■ **Selected passage**:
Segment Open

Relevant criteria for detecting microsporidia in stool specimens

Abstract

By using different staining techniques, 479 stool specimens from 212 diarrheic patients with AIDS were examined for microsporidian spores. Calcofluor fluorescence staining of 119 specimens revealed fluorescent ovoid structures of microsporidian size. Staining of these samples according to the method of Weber et al. (R. Weber, R. T. Bryan, R. L. Owen, C. M. Wilcox, L. Gorelkin, and G. S. Visvesvara, N. Engl. J. Med. 326:161-166, 1992) with trichrome produced six specimens with pinkish spores containing the characteristic microsporidian belt-like structure. The 6 specimens were processed for transmission electron microscopy, as were another 21 specimens which did not present the belt-like structure after trichrome staining but which looked highly suspicious after fluorescence staining. In these 21 samples, only fungal spores and, particularly, bacterial Clostridium spores were demonstrated, whereas in the 6 samples diagnosed positive after trichrome staining, the existence of microsporidia could be verified by electron microscopy. Based on our observations, we propose that the belt-like structure seen with the Weber stains in microsporidian spores corresponds to structures existing in priming-stage spores. The results suggest that routine microscopical fecal diagnosis for microsporidian infection should include a screening by fluorescence staining and, subsequently, a confirmatory viewing of fluorescence-positive samples after trichrome staining.

Segment Closed

■ **Supplied data**:
Segment Open

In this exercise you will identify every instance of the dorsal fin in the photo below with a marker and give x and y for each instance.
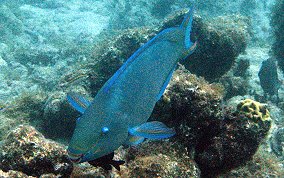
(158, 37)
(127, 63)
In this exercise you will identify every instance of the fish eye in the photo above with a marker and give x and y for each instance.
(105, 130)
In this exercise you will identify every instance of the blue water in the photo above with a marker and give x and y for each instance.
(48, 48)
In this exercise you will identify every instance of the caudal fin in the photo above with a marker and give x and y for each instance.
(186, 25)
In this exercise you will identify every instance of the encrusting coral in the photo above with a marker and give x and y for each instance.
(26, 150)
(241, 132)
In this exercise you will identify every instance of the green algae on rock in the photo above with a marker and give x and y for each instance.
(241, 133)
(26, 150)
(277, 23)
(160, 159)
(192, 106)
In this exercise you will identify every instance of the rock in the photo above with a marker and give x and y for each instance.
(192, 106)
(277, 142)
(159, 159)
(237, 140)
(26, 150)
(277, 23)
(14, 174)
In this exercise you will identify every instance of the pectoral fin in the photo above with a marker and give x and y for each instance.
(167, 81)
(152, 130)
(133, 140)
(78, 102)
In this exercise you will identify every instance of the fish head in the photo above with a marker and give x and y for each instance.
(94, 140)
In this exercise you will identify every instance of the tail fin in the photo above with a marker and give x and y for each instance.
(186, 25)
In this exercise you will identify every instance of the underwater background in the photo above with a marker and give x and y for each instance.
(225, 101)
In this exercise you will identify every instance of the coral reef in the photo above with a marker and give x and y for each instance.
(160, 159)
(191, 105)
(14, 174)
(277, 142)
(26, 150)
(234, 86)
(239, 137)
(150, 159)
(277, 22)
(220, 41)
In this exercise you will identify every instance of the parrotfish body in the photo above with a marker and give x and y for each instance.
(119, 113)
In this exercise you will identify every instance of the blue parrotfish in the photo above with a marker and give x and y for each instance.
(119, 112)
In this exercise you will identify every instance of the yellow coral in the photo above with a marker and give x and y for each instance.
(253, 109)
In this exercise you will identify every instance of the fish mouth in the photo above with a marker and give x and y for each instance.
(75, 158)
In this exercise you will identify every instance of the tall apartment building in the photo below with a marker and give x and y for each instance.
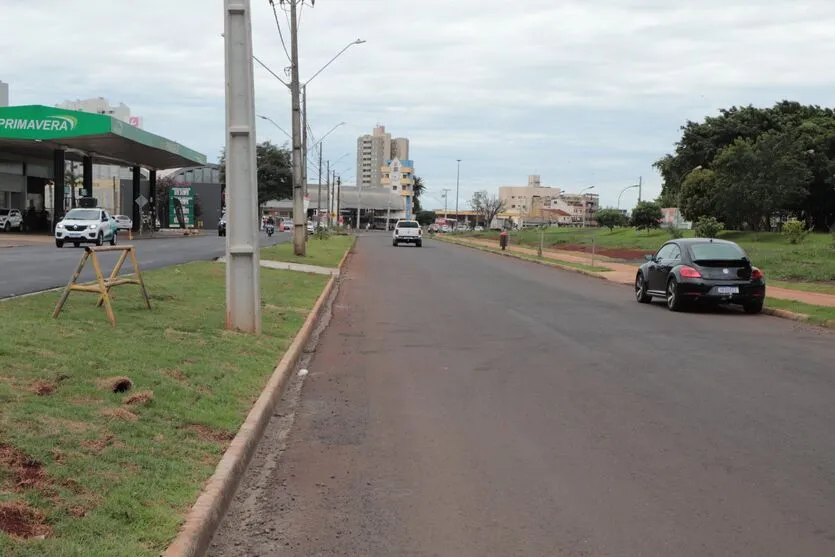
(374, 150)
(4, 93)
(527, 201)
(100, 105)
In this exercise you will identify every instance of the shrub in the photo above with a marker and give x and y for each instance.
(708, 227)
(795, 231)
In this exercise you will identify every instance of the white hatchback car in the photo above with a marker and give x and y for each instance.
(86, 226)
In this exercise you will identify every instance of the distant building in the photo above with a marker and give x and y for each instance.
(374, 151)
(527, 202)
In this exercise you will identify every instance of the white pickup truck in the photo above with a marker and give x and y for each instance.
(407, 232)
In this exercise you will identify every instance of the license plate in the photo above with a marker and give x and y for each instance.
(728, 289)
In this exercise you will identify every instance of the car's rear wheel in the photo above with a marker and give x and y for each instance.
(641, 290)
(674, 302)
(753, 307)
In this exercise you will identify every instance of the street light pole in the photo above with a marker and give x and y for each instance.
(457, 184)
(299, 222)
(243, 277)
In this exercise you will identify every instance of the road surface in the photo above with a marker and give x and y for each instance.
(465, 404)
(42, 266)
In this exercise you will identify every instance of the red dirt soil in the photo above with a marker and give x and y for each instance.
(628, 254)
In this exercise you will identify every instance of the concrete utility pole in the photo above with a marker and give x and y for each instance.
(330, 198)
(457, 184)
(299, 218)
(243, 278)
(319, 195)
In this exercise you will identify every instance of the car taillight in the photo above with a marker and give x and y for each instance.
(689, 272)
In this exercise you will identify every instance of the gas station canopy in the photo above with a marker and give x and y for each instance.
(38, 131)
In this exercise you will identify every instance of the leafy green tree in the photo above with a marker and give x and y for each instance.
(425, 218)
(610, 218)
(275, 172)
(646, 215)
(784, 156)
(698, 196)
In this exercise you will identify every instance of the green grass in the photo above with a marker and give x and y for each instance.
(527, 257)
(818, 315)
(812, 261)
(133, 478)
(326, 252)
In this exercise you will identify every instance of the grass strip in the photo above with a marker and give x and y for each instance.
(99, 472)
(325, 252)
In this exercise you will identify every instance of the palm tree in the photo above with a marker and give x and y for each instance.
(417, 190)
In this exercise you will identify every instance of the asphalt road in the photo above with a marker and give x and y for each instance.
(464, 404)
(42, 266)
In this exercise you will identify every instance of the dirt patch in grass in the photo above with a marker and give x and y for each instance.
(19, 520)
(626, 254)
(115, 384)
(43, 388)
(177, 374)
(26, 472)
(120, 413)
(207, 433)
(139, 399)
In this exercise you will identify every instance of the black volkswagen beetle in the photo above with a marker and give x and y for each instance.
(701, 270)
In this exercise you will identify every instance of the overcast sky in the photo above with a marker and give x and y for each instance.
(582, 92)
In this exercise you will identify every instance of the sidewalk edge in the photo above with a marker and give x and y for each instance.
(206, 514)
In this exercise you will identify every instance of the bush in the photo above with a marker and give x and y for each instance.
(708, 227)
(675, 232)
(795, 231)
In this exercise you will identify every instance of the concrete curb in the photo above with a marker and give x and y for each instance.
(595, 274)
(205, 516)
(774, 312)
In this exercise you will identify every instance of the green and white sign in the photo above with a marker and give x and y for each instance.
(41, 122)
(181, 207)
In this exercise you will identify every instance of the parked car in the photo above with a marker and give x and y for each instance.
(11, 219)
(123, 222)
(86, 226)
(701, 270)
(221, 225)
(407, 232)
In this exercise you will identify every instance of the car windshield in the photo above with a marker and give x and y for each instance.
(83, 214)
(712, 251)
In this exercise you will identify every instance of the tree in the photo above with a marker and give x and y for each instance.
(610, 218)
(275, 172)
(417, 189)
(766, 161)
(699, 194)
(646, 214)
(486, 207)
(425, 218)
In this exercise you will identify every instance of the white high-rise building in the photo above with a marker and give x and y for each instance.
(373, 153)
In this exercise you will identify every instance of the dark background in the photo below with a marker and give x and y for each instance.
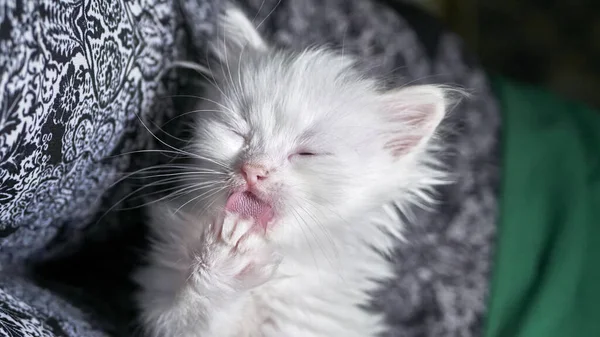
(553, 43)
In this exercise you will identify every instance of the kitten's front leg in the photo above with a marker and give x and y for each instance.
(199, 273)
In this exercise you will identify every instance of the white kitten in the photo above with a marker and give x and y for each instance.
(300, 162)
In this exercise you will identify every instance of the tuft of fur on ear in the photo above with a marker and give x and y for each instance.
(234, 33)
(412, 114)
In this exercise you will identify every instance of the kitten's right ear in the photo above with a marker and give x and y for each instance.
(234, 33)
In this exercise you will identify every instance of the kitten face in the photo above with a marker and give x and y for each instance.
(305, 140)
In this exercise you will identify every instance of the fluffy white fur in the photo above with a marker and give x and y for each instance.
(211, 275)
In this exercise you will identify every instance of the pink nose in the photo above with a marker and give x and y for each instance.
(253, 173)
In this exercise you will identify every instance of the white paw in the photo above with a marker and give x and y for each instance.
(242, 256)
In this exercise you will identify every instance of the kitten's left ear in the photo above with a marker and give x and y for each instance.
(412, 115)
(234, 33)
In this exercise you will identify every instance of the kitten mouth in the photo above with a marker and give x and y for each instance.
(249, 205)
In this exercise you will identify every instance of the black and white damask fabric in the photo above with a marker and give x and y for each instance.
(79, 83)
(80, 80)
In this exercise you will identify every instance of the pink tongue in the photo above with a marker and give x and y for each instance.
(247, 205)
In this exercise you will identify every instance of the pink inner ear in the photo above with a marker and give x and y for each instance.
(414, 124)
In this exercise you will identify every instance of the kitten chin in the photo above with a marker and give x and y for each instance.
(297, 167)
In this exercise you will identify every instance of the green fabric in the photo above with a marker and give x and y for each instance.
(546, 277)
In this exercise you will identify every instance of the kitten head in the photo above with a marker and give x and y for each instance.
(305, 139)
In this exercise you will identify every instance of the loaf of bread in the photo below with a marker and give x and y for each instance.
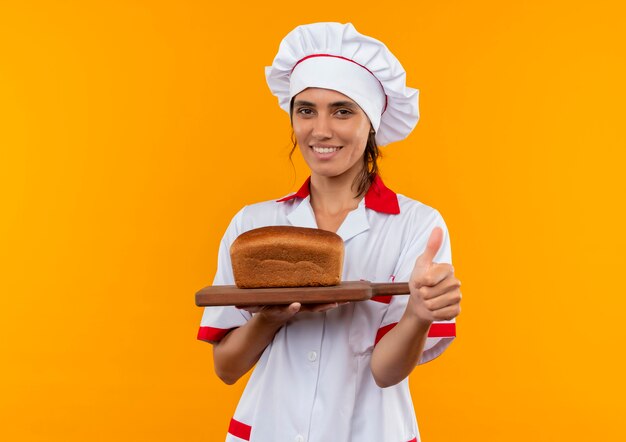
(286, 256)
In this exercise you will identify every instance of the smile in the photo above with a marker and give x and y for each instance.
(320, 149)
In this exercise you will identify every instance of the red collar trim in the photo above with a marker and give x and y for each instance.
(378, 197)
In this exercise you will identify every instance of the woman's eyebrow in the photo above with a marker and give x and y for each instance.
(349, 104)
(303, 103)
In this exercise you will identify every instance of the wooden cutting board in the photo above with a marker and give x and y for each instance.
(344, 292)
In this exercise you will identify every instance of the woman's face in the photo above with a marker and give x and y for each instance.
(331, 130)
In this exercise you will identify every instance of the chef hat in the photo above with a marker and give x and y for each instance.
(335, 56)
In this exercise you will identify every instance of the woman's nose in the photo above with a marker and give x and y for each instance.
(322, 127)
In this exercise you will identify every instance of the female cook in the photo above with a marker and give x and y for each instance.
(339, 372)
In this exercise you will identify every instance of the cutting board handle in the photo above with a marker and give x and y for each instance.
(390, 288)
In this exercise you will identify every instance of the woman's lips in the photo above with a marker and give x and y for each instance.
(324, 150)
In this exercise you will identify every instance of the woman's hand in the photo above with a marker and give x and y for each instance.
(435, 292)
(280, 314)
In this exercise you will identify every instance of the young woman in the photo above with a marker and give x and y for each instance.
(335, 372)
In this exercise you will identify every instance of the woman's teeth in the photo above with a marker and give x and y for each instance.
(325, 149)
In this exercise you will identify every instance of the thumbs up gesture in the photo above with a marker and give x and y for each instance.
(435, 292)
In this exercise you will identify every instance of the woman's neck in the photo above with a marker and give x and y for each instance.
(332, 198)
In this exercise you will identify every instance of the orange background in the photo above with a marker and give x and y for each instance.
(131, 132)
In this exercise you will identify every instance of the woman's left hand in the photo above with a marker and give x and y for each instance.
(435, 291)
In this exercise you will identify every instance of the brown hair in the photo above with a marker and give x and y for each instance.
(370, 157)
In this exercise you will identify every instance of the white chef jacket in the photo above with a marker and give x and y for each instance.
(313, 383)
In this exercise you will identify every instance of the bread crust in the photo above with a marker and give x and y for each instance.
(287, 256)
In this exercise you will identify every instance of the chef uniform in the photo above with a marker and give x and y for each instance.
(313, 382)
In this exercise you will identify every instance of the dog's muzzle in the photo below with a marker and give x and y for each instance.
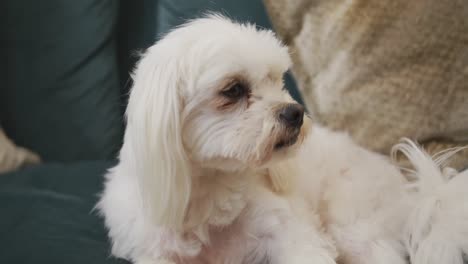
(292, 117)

Segment Closed
Segment Open

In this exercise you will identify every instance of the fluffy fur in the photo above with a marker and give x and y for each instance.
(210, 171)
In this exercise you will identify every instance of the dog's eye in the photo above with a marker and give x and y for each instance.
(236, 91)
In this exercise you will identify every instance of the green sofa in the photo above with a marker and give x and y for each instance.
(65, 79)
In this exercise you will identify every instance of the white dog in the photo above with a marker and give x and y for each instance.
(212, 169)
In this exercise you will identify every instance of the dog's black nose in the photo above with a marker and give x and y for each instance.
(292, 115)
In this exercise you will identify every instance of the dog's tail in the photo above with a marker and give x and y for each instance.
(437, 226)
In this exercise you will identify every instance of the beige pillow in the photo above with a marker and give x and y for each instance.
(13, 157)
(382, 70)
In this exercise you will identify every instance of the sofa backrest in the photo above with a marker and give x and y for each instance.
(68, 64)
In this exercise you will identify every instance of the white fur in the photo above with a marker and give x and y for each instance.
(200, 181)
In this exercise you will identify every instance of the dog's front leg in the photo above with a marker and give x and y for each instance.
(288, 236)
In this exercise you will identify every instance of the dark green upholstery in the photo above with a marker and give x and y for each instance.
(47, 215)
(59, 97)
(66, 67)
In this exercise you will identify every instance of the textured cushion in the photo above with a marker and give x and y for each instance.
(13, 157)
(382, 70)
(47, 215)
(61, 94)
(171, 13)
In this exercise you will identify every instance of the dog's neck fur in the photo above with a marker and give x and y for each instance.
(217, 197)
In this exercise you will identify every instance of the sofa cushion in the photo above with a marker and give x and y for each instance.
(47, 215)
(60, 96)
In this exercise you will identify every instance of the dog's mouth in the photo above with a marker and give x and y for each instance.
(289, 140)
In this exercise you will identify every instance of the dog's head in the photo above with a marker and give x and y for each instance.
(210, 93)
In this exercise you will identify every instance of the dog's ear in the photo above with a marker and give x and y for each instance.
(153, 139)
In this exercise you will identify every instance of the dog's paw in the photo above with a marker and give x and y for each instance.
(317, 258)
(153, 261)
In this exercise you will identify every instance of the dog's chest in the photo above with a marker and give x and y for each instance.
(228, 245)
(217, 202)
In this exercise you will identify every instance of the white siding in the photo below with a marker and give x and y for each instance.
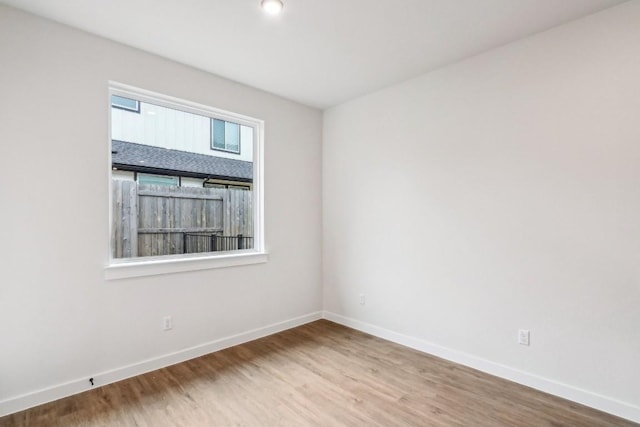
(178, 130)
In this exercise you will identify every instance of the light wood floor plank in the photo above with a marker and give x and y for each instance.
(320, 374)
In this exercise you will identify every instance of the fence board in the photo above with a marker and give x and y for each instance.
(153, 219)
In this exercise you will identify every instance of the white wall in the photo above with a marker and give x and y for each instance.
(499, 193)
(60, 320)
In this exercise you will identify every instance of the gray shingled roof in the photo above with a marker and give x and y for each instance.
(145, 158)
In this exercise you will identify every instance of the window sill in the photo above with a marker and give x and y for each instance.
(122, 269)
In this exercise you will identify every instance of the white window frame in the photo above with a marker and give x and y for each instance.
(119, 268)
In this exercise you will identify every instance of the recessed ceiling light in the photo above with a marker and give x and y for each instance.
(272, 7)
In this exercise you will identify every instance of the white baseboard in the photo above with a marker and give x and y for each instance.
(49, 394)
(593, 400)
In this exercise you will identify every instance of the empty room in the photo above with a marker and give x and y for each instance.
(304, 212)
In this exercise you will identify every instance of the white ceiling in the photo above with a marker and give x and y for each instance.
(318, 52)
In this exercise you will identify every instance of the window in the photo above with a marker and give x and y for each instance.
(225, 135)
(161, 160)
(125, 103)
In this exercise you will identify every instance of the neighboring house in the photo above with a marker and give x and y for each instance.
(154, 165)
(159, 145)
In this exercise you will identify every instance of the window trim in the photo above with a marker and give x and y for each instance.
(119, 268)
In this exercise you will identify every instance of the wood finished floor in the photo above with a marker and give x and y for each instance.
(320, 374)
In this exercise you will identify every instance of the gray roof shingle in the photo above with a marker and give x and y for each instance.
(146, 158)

Segment Closed

■ **Problem to work on**:
In the abstract on detecting microsporidia in stool specimens, what did electron microscopy find in the 21 samples that lacked the belt-like structure after trichrome staining? The lines were taken from a different source than the abstract.

■ **Output of the exercise**:
Only fungal spores and, particularly, bacterial Clostridium spores.